▶ _Work instructions_:
List every line in the rows below that contains the string "left". Case matters.

▶ _Given data_:

------------------------------------

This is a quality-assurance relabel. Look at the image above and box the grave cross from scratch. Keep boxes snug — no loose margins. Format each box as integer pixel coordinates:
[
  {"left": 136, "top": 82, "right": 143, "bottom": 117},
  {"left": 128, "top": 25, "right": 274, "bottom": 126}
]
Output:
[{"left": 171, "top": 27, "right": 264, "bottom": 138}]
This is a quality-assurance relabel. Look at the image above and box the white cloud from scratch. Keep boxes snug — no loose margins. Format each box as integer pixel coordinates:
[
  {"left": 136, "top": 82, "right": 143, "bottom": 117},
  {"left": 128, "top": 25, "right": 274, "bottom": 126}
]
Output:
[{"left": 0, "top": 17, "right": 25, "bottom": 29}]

------------------------------------

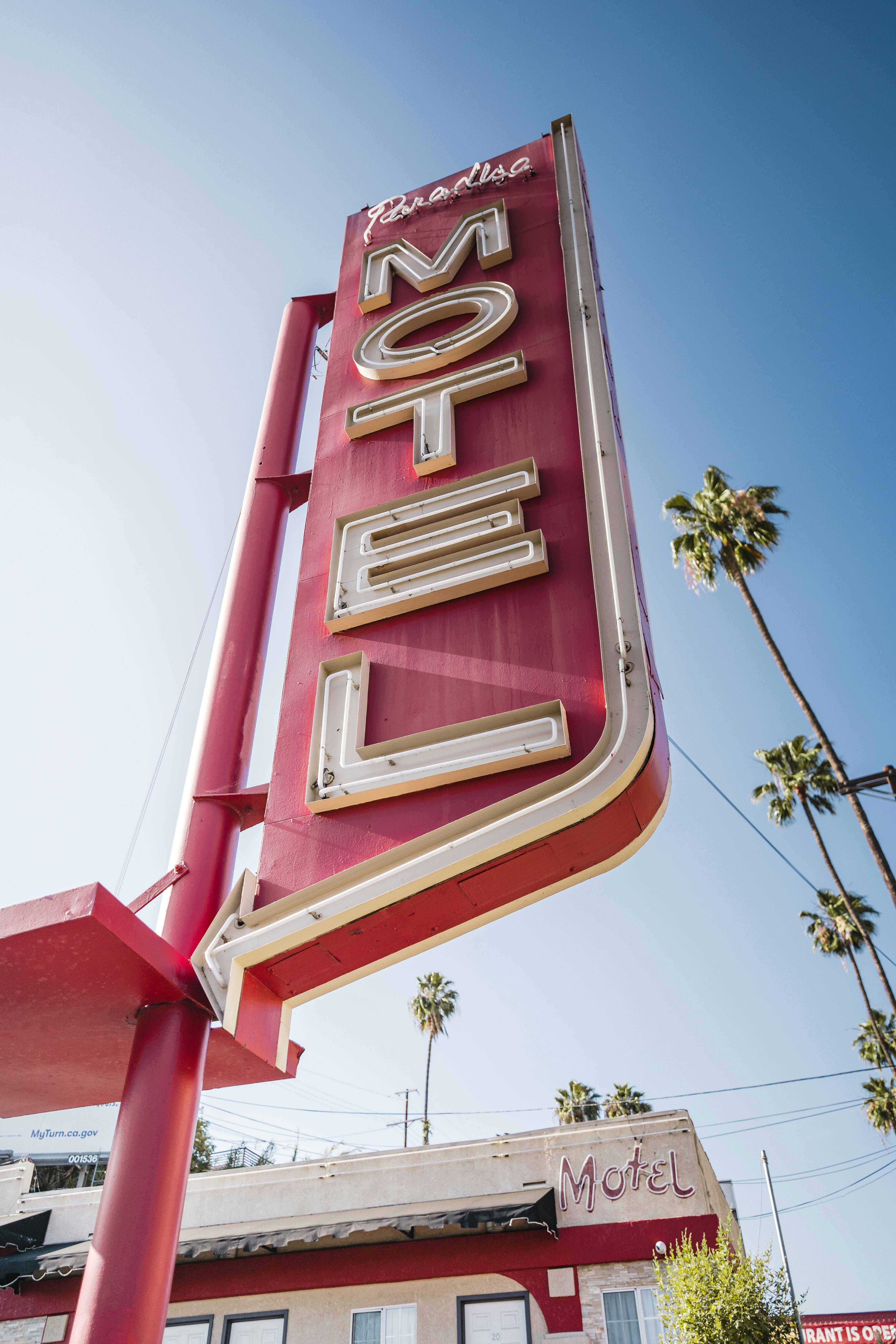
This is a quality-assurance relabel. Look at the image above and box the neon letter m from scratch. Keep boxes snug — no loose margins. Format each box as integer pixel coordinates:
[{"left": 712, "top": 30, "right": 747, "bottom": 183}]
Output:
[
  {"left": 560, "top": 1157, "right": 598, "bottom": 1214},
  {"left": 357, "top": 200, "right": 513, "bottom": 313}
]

------------------------------------

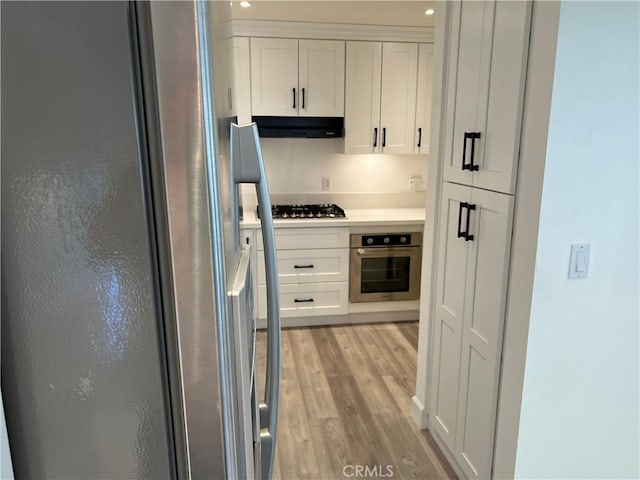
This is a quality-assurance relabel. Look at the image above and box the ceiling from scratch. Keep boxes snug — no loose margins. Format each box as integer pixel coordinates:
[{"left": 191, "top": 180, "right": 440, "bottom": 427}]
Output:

------------------------------------

▶ _Solution below_:
  {"left": 136, "top": 82, "right": 143, "bottom": 117},
  {"left": 128, "top": 25, "right": 274, "bottom": 126}
[{"left": 171, "top": 27, "right": 264, "bottom": 138}]
  {"left": 136, "top": 82, "right": 143, "bottom": 117},
  {"left": 128, "top": 25, "right": 274, "bottom": 126}
[{"left": 0, "top": 17, "right": 25, "bottom": 29}]
[{"left": 712, "top": 30, "right": 747, "bottom": 183}]
  {"left": 560, "top": 1157, "right": 598, "bottom": 1214},
  {"left": 357, "top": 200, "right": 513, "bottom": 313}
[{"left": 191, "top": 180, "right": 440, "bottom": 427}]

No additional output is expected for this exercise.